# Start of GIVEN RECORDS

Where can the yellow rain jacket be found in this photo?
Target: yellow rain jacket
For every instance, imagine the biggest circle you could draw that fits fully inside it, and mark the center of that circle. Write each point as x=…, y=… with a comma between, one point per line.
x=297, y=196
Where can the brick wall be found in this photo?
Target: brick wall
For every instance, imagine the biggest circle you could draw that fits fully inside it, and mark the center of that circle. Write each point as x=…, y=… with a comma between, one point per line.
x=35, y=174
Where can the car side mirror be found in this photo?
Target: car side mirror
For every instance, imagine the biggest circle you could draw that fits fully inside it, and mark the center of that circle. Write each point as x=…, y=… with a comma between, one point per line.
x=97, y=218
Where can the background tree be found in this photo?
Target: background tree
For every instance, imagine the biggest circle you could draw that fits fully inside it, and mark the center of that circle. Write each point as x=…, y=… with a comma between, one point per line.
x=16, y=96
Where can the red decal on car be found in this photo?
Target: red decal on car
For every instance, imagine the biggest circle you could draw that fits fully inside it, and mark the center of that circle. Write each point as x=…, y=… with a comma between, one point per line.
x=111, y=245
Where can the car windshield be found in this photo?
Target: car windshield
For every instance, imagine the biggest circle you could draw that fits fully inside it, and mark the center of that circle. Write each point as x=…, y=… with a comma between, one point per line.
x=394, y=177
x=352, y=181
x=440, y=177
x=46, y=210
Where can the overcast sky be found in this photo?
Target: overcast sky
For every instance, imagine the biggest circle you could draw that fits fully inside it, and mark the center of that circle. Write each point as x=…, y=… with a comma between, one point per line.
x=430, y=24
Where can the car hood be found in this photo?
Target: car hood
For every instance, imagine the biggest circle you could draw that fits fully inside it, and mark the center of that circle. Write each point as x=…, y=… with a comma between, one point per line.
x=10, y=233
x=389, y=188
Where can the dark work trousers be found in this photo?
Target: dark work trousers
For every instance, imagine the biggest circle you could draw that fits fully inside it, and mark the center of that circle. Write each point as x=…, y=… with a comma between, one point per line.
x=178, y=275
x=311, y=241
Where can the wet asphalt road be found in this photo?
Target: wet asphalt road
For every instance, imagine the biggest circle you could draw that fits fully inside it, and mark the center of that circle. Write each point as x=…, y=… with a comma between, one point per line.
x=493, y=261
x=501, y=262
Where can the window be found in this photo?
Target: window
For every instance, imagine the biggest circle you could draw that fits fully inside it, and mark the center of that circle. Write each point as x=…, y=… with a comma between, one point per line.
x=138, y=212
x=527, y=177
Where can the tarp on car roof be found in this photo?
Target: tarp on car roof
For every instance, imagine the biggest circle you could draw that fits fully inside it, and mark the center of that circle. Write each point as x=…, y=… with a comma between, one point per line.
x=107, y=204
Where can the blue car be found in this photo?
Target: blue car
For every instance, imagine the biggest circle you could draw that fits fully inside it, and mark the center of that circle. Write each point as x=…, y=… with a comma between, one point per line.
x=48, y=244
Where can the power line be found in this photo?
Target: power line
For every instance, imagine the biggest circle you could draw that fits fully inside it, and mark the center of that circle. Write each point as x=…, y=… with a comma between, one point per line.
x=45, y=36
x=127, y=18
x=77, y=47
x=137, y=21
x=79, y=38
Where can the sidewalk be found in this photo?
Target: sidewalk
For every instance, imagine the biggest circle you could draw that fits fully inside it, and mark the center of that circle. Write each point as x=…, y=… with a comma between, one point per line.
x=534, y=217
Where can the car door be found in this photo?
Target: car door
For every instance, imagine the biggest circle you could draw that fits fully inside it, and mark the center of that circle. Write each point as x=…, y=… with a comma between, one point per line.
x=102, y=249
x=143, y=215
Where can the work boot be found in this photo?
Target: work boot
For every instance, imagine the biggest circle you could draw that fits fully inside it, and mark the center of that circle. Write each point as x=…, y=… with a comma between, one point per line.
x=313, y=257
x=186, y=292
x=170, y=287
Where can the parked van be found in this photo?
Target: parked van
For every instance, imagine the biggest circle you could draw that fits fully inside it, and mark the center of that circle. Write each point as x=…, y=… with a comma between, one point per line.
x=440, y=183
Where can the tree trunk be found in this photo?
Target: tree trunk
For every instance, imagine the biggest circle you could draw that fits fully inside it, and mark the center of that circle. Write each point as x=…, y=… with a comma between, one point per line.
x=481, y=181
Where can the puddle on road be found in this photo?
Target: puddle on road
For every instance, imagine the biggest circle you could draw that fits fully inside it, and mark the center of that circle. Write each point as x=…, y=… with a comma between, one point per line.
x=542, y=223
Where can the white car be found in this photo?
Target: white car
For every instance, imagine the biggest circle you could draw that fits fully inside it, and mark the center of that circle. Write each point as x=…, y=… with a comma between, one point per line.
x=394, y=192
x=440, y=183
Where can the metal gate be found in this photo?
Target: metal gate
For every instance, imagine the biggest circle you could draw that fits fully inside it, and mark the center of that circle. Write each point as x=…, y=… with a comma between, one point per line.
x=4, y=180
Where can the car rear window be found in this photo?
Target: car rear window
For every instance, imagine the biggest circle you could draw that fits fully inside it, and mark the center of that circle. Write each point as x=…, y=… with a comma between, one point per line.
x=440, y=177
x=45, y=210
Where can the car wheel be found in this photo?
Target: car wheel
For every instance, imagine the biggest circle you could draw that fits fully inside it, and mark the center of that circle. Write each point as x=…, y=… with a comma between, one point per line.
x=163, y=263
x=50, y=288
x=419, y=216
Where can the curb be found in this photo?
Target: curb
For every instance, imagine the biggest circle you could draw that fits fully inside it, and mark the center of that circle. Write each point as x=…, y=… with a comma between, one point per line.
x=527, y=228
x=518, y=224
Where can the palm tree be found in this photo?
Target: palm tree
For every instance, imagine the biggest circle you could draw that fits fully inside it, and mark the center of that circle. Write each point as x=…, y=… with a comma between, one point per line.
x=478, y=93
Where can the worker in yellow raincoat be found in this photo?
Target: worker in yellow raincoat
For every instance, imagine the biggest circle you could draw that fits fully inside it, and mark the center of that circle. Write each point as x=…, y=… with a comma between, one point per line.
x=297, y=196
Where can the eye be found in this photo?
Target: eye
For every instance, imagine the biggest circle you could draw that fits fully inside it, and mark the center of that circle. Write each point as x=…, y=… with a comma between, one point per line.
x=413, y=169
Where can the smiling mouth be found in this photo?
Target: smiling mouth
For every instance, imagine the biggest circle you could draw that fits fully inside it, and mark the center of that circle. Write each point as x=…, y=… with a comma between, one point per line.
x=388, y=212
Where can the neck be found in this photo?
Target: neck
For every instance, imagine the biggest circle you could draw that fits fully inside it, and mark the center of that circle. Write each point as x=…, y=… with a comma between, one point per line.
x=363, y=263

# End of GIVEN RECORDS

INSTRUCTIONS FOR THE TASK:
Rewrite the records between the lines holding "Where can the work boot" and "x=481, y=181", inclusive, keeping every line, and add 37 to each x and y coordinate in the answers.

FINAL RESULT:
Where can the work boot be found in this photo?
Target: work boot
For every instance, imagine the biggest circle you could draw that fits fully inside it, and mark the center of that circle. Write each point as x=…, y=… with a comma between, one point per line.
x=350, y=294
x=223, y=329
x=207, y=324
Where can the parked van be found in this photo?
Target: parked van
For every instance, imagine the biggest circle you could draw that fits fully inside it, and mark the center of that circle. Write each point as x=…, y=… with a comma between, one point per line.
x=477, y=220
Where can the tree trunk be found in this photo?
Target: tree trunk
For every instance, imagine the biggest circle you could draw that fits fully inside it, and mark the center of that circle. Write each point as x=…, y=… with a comma between, one point per line.
x=518, y=218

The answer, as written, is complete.